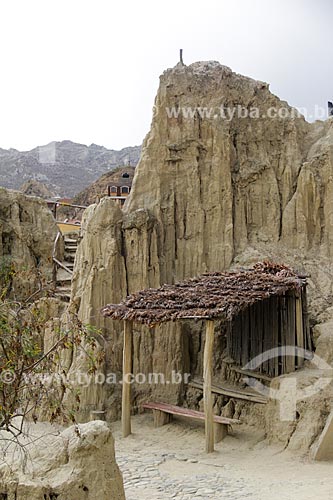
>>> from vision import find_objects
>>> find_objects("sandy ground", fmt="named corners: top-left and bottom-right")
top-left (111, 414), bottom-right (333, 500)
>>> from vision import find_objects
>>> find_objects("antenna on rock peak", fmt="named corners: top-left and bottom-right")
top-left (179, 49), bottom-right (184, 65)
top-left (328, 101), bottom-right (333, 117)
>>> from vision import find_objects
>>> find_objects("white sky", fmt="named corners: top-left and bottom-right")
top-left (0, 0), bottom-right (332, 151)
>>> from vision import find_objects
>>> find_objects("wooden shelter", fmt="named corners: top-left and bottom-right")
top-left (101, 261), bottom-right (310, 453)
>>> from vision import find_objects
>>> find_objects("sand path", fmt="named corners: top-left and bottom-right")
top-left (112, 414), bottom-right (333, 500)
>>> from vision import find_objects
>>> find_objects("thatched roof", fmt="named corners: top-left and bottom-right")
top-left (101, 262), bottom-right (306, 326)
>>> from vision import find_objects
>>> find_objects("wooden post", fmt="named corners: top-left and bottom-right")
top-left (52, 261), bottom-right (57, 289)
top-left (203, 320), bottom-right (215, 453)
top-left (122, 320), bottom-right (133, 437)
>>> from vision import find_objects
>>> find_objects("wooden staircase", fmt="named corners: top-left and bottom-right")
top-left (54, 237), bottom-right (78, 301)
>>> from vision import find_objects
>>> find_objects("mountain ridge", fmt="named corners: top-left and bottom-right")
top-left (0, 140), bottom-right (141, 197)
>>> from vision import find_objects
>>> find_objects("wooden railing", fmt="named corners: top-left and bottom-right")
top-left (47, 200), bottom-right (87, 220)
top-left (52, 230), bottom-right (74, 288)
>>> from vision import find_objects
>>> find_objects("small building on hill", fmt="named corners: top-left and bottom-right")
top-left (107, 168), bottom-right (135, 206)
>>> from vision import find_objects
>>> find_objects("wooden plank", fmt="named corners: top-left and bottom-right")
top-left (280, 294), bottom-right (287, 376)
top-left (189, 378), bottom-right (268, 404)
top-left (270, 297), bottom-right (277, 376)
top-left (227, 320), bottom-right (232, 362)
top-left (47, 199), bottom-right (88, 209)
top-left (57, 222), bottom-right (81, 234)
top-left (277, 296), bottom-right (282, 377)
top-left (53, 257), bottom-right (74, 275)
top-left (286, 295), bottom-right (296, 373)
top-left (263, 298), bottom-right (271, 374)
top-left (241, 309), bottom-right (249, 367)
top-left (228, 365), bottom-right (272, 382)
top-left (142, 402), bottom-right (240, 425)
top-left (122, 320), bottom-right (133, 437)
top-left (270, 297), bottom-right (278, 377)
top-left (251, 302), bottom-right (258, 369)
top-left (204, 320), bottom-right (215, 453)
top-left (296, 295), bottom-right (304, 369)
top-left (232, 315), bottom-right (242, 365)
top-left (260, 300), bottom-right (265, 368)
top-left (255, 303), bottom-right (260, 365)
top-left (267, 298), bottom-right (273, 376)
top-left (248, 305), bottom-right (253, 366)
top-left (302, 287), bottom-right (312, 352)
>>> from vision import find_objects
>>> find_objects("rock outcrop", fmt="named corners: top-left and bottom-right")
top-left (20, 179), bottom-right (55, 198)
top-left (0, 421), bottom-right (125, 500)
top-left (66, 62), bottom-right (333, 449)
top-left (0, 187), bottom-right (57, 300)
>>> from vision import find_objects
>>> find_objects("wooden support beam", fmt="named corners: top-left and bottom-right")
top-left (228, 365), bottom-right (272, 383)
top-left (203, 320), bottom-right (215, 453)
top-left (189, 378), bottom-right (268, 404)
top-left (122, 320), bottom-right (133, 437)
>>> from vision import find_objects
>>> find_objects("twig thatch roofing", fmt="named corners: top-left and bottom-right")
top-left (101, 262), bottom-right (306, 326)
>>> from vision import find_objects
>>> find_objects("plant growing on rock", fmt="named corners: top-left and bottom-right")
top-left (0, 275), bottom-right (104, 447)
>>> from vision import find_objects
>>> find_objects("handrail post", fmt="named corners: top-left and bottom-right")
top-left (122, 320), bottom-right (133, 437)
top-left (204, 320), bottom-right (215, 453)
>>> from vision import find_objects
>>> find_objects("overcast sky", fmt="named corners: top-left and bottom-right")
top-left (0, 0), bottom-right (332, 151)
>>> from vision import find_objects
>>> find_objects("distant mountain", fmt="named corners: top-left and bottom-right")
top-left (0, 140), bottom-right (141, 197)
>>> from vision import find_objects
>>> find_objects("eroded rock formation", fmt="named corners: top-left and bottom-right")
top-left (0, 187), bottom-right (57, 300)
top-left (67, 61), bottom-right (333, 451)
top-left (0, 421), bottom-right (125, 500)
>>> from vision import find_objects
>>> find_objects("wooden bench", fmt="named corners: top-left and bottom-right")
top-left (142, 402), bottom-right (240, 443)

WHAT IS BEING ASKED -> Reproduce the whole listing above word for word, but not its pictures.

FINAL ANSWER ->
>>> from vision import find_objects
>>> find_objects("sandy ground", fmt="named corners: top-left and bottom-right")
top-left (111, 414), bottom-right (333, 500)
>>> from vision import find_objects
>>> find_objects("antenna on rock peak", fmt="named corners: top-left and bottom-right")
top-left (179, 49), bottom-right (184, 65)
top-left (328, 101), bottom-right (333, 117)
>>> from vision import find_objects
>>> find_objects("white sky", fmt="named corners: top-left and bottom-right")
top-left (0, 0), bottom-right (332, 151)
>>> from vision import find_objects
>>> find_objects("wooden shelter", fmt="named corners: top-left and bottom-right")
top-left (101, 261), bottom-right (310, 453)
>>> from vision import find_objects
>>> find_objects("sand path", fmt="named corners: top-left and bottom-right")
top-left (112, 414), bottom-right (333, 500)
>>> from vision import find_objects
>>> find_objects("thatched roof", fmt="named corners: top-left and bottom-right")
top-left (101, 262), bottom-right (306, 326)
>>> from vision import find_objects
>>> find_objects("wooden post", fmt="named corners: top-left and bottom-right")
top-left (52, 261), bottom-right (57, 289)
top-left (203, 320), bottom-right (215, 453)
top-left (122, 320), bottom-right (133, 437)
>>> from vision import find_objects
>>> find_objects("wooden staircase", fmt="named corners: top-left and bottom-right")
top-left (54, 237), bottom-right (78, 301)
>>> from vision import find_objects
>>> find_objects("mountain ridge", fmt="named corners: top-left and bottom-right")
top-left (0, 140), bottom-right (141, 197)
>>> from vision import find_objects
>>> find_objects("wooden railing", fmt="named corners: top-left and bottom-right")
top-left (47, 200), bottom-right (87, 220)
top-left (52, 230), bottom-right (74, 288)
>>> from vision import find_objects
>>> find_objects("small building on hill", fmt="named corners: top-left and bottom-right")
top-left (107, 168), bottom-right (135, 206)
>>> from vision import find_objects
>>> find_objects("wooden plank", fmt="named corners: top-left and bottom-right")
top-left (280, 294), bottom-right (287, 376)
top-left (189, 378), bottom-right (268, 404)
top-left (270, 297), bottom-right (277, 376)
top-left (227, 320), bottom-right (232, 362)
top-left (47, 199), bottom-right (88, 209)
top-left (57, 222), bottom-right (81, 234)
top-left (277, 296), bottom-right (282, 377)
top-left (53, 257), bottom-right (74, 275)
top-left (286, 295), bottom-right (296, 373)
top-left (263, 298), bottom-right (271, 374)
top-left (241, 309), bottom-right (249, 367)
top-left (228, 365), bottom-right (272, 382)
top-left (142, 402), bottom-right (240, 425)
top-left (122, 320), bottom-right (133, 437)
top-left (270, 297), bottom-right (278, 377)
top-left (251, 302), bottom-right (258, 369)
top-left (204, 320), bottom-right (215, 453)
top-left (296, 295), bottom-right (304, 369)
top-left (232, 315), bottom-right (242, 365)
top-left (260, 300), bottom-right (265, 368)
top-left (255, 303), bottom-right (260, 365)
top-left (267, 298), bottom-right (273, 376)
top-left (248, 305), bottom-right (253, 366)
top-left (302, 287), bottom-right (312, 352)
>>> from vision import find_objects
>>> find_objects("rock outcrop", fmt="named corners: top-left and bottom-right")
top-left (20, 179), bottom-right (55, 198)
top-left (0, 421), bottom-right (125, 500)
top-left (66, 62), bottom-right (333, 449)
top-left (0, 187), bottom-right (57, 300)
>>> from vision import find_objects
>>> find_objects("wooden support beam", fmt="named corners: top-left and bottom-right")
top-left (228, 365), bottom-right (272, 383)
top-left (203, 320), bottom-right (215, 453)
top-left (189, 378), bottom-right (268, 404)
top-left (122, 320), bottom-right (133, 437)
>>> from vision import find_objects
>>> find_objects("twig thatch roofing", fmt="named corners: top-left and bottom-right")
top-left (101, 262), bottom-right (306, 326)
>>> from vision import find_objects
>>> find_objects("plant growing on rock", fmt="named corners: top-left and bottom-right")
top-left (0, 275), bottom-right (104, 447)
>>> from vision import find_objects
>>> find_objects("handrail post", fmt="named corners: top-left and bottom-right")
top-left (122, 320), bottom-right (133, 437)
top-left (204, 320), bottom-right (215, 453)
>>> from vision import find_objects
>>> find_objects("overcast sky", fmt="named corners: top-left and bottom-right")
top-left (0, 0), bottom-right (332, 151)
>>> from vision import find_objects
>>> find_objects("distant mountain", fmt="named corners: top-left and bottom-right")
top-left (0, 140), bottom-right (141, 197)
>>> from vision import find_objects
>>> find_objects("eroded rock formation", fmt="named corners: top-left and bottom-right")
top-left (0, 187), bottom-right (57, 300)
top-left (67, 61), bottom-right (333, 451)
top-left (0, 421), bottom-right (125, 500)
>>> from vision import find_objects
>>> find_objects("wooden bench", fmt="named corners: top-left and bottom-right")
top-left (142, 402), bottom-right (240, 443)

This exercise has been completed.